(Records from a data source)
-------

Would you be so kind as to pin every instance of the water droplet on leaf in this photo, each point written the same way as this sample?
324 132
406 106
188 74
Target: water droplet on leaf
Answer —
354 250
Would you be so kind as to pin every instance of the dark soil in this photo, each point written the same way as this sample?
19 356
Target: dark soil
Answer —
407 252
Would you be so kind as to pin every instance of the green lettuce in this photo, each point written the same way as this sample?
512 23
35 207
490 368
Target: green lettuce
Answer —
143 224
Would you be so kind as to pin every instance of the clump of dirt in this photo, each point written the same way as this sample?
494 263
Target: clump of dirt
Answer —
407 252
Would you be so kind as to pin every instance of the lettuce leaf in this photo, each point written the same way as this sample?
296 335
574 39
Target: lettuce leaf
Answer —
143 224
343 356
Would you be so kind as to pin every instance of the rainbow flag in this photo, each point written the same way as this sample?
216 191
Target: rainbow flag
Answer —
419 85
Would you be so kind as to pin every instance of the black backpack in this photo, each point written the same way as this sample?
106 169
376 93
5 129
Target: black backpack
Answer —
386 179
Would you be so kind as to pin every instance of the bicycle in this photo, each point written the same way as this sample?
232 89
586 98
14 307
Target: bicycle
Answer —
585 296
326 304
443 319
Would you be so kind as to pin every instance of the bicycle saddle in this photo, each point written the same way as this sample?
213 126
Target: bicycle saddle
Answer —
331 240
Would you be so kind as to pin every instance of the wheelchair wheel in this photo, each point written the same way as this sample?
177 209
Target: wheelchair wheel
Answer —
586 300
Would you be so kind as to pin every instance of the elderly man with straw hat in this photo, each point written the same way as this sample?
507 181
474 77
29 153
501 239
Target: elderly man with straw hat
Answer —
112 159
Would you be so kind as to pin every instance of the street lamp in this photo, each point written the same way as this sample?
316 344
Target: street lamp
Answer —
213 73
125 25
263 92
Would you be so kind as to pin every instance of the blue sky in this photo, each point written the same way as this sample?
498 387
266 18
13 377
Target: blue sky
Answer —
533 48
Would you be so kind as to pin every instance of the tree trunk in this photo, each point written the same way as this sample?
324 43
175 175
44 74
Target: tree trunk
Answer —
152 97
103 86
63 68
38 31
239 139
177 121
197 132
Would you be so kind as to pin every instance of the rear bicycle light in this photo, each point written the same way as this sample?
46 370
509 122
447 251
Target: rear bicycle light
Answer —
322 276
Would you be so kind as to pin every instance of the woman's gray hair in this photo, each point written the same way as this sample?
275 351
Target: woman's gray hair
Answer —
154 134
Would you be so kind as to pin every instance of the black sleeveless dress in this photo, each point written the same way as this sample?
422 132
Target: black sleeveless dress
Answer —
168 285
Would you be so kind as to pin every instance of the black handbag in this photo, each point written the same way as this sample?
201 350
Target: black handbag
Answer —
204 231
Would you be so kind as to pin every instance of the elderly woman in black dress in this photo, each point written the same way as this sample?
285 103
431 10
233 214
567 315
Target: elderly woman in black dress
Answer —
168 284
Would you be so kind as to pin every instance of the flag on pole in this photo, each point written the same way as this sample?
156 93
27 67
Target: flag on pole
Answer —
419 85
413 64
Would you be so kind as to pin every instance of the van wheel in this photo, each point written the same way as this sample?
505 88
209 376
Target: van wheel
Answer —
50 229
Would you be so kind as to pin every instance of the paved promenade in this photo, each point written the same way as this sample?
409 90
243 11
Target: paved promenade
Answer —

-------

■ Directions:
Pull every line containing the string "green" out of the data above and copy it.

■ Completed exercise:
Would you be so kind as to pin every instance of the green lettuce in this photo, each point written the same way as this sample?
Target: green lettuce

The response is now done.